[DATASET CONTENT]
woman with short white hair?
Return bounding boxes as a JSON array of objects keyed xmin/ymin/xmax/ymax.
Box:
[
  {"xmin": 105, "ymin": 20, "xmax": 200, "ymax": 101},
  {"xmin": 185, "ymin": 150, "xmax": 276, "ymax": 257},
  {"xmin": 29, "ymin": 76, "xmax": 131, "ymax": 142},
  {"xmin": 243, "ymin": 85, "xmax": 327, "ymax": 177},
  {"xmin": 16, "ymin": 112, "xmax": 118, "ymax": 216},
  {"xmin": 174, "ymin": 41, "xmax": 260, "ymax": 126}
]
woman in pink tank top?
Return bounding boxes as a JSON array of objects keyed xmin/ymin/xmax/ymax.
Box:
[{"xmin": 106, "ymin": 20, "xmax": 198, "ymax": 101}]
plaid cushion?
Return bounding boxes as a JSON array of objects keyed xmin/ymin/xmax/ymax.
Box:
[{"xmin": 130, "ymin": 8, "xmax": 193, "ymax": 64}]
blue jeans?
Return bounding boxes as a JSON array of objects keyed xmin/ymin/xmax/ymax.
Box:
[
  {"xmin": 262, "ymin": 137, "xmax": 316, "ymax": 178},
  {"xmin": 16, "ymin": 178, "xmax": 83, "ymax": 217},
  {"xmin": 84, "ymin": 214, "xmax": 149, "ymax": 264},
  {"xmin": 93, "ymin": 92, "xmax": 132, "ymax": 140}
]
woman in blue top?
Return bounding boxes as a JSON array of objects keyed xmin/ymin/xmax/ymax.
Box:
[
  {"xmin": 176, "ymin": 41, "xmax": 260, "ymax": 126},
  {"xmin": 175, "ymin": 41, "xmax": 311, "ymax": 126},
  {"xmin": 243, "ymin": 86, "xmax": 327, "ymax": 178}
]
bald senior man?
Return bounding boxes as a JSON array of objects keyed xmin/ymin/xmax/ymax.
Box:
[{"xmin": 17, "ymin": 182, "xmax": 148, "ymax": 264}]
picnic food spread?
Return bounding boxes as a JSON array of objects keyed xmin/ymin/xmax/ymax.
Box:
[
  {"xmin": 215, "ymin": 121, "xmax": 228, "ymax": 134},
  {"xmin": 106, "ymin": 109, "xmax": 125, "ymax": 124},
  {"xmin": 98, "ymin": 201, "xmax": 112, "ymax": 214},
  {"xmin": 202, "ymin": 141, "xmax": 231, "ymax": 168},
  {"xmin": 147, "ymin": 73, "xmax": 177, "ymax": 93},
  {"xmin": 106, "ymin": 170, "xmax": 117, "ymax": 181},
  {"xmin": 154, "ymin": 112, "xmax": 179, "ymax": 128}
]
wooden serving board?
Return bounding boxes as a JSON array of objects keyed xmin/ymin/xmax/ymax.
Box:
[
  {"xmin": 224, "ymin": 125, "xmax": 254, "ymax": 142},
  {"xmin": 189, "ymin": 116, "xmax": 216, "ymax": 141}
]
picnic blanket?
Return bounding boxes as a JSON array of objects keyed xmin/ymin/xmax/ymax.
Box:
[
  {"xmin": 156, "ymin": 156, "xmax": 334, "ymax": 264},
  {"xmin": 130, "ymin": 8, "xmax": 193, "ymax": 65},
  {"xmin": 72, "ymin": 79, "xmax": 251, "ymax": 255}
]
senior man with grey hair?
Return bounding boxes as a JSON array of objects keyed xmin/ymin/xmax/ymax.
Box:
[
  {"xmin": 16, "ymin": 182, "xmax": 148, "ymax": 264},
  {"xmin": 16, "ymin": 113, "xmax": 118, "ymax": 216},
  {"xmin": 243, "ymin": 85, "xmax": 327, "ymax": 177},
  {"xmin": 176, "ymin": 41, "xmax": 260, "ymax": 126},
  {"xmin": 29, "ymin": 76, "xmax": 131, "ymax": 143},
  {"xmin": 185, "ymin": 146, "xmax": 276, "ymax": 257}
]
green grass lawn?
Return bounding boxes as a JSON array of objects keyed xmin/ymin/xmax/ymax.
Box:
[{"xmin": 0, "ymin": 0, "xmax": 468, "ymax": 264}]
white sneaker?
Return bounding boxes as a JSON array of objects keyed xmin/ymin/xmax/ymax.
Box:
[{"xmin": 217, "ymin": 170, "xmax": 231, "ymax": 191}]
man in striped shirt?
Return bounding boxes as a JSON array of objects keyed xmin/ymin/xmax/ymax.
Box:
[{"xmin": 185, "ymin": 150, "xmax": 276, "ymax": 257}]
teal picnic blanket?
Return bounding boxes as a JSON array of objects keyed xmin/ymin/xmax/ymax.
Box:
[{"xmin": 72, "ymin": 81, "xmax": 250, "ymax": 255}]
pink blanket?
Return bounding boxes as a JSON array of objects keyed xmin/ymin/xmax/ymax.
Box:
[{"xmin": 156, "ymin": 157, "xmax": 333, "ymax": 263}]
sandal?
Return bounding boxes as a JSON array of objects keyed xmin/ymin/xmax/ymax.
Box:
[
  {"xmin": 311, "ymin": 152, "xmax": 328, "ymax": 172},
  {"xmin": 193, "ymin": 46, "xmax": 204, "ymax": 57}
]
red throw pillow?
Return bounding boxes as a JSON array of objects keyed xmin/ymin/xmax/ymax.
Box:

[REQUIREMENT]
Set out every line of the records above as a numbered list, leaving out any blank lines.

[ANSWER TO THE PROBLEM]
1. woman with short white hair?
2. Return bounding boxes as a JSON array of objects keyed xmin/ymin/xmax/ymax.
3. Box:
4. [
5.   {"xmin": 105, "ymin": 20, "xmax": 200, "ymax": 101},
6.   {"xmin": 185, "ymin": 150, "xmax": 276, "ymax": 257},
7.   {"xmin": 29, "ymin": 76, "xmax": 131, "ymax": 142},
8.   {"xmin": 243, "ymin": 85, "xmax": 327, "ymax": 177},
9.   {"xmin": 16, "ymin": 112, "xmax": 118, "ymax": 216},
10.   {"xmin": 174, "ymin": 41, "xmax": 260, "ymax": 126}
11. ]
12. woman in pink tank top?
13. Return bounding boxes as a JSON array of objects keyed xmin/ymin/xmax/ymax.
14. Box:
15. [{"xmin": 106, "ymin": 20, "xmax": 198, "ymax": 101}]
16. plaid cushion?
17. Return bounding boxes as a JSON array of objects keyed xmin/ymin/xmax/ymax.
18. Box:
19. [{"xmin": 130, "ymin": 8, "xmax": 193, "ymax": 64}]
20. blue jeans?
21. Return bounding boxes as a JSON array of objects keyed xmin/ymin/xmax/ymax.
22. Box:
23. [
24.   {"xmin": 262, "ymin": 137, "xmax": 316, "ymax": 178},
25.   {"xmin": 16, "ymin": 178, "xmax": 83, "ymax": 217},
26.   {"xmin": 84, "ymin": 214, "xmax": 149, "ymax": 264},
27.   {"xmin": 93, "ymin": 92, "xmax": 132, "ymax": 140}
28. ]
29. woman in blue top?
30. Return bounding boxes as a JSON array of objects keyed xmin/ymin/xmax/ymax.
31. Box:
32. [
33.   {"xmin": 176, "ymin": 41, "xmax": 260, "ymax": 126},
34.   {"xmin": 175, "ymin": 41, "xmax": 311, "ymax": 126},
35.   {"xmin": 243, "ymin": 86, "xmax": 327, "ymax": 178}
36. ]
37. bald senior man?
38. Return bounding boxes as a JSON array of objects keyed xmin/ymin/xmax/ymax.
39. Box:
40. [{"xmin": 17, "ymin": 182, "xmax": 148, "ymax": 264}]
41. picnic food spread?
42. Return bounding boxes as a JSON array of objects keyed xmin/ymin/xmax/ymax.
43. Box:
44. [
45.   {"xmin": 215, "ymin": 121, "xmax": 228, "ymax": 134},
46.   {"xmin": 106, "ymin": 109, "xmax": 125, "ymax": 124},
47.   {"xmin": 98, "ymin": 201, "xmax": 112, "ymax": 214},
48.   {"xmin": 202, "ymin": 141, "xmax": 231, "ymax": 168},
49.   {"xmin": 147, "ymin": 73, "xmax": 177, "ymax": 93},
50.   {"xmin": 106, "ymin": 170, "xmax": 117, "ymax": 181},
51.   {"xmin": 154, "ymin": 112, "xmax": 179, "ymax": 128}
52. ]
53. wooden serving board?
54. Return bounding boxes as a JSON array of objects keyed xmin/ymin/xmax/ymax.
55. Box:
56. [
57.   {"xmin": 224, "ymin": 125, "xmax": 254, "ymax": 142},
58.   {"xmin": 189, "ymin": 116, "xmax": 216, "ymax": 141}
59. ]
60. picnic blanket?
61. Return bounding boxes as a JSON array of objects keyed xmin/ymin/xmax/ymax.
62. Box:
63. [
64.   {"xmin": 156, "ymin": 156, "xmax": 334, "ymax": 264},
65.   {"xmin": 130, "ymin": 8, "xmax": 193, "ymax": 65},
66.   {"xmin": 72, "ymin": 79, "xmax": 251, "ymax": 255}
67. ]
68. senior man with grey hair?
69. Return bounding boxes as a JSON array of objects keyed xmin/ymin/xmax/ymax.
70. Box:
71. [
72.   {"xmin": 16, "ymin": 182, "xmax": 148, "ymax": 264},
73.   {"xmin": 16, "ymin": 113, "xmax": 118, "ymax": 216},
74.   {"xmin": 243, "ymin": 85, "xmax": 327, "ymax": 177},
75.   {"xmin": 176, "ymin": 41, "xmax": 260, "ymax": 126},
76.   {"xmin": 29, "ymin": 76, "xmax": 131, "ymax": 143},
77.   {"xmin": 185, "ymin": 146, "xmax": 276, "ymax": 257}
78. ]
79. green grass lawn?
80. Return bounding boxes as a JSON array of objects keyed xmin/ymin/xmax/ymax.
81. Box:
82. [{"xmin": 0, "ymin": 0, "xmax": 468, "ymax": 264}]
83. white sneaker?
84. Return bounding boxes as a JSON array of objects keyed xmin/ymin/xmax/ymax.
85. Box:
86. [{"xmin": 217, "ymin": 170, "xmax": 231, "ymax": 191}]
87. man in striped shirt?
88. Return bounding boxes as a JSON array of objects keyed xmin/ymin/xmax/ymax.
89. Box:
90. [{"xmin": 185, "ymin": 150, "xmax": 276, "ymax": 257}]
91. teal picnic blanket?
92. Return bounding boxes as a JSON array of objects keyed xmin/ymin/xmax/ymax.
93. Box:
94. [{"xmin": 72, "ymin": 81, "xmax": 250, "ymax": 255}]
95. pink blanket?
96. Return bounding boxes as a JSON array of objects keyed xmin/ymin/xmax/ymax.
97. Box:
98. [{"xmin": 156, "ymin": 157, "xmax": 333, "ymax": 263}]
99. sandal?
100. Return bounding boxes as a JSON array of objects keyed xmin/ymin/xmax/ymax.
101. Box:
102. [
103.   {"xmin": 311, "ymin": 152, "xmax": 328, "ymax": 172},
104.   {"xmin": 193, "ymin": 46, "xmax": 204, "ymax": 57}
105. ]
106. red throw pillow?
107. Return bounding boxes as a JSON array of objects keyed xmin/ymin/xmax/ymax.
108. Box:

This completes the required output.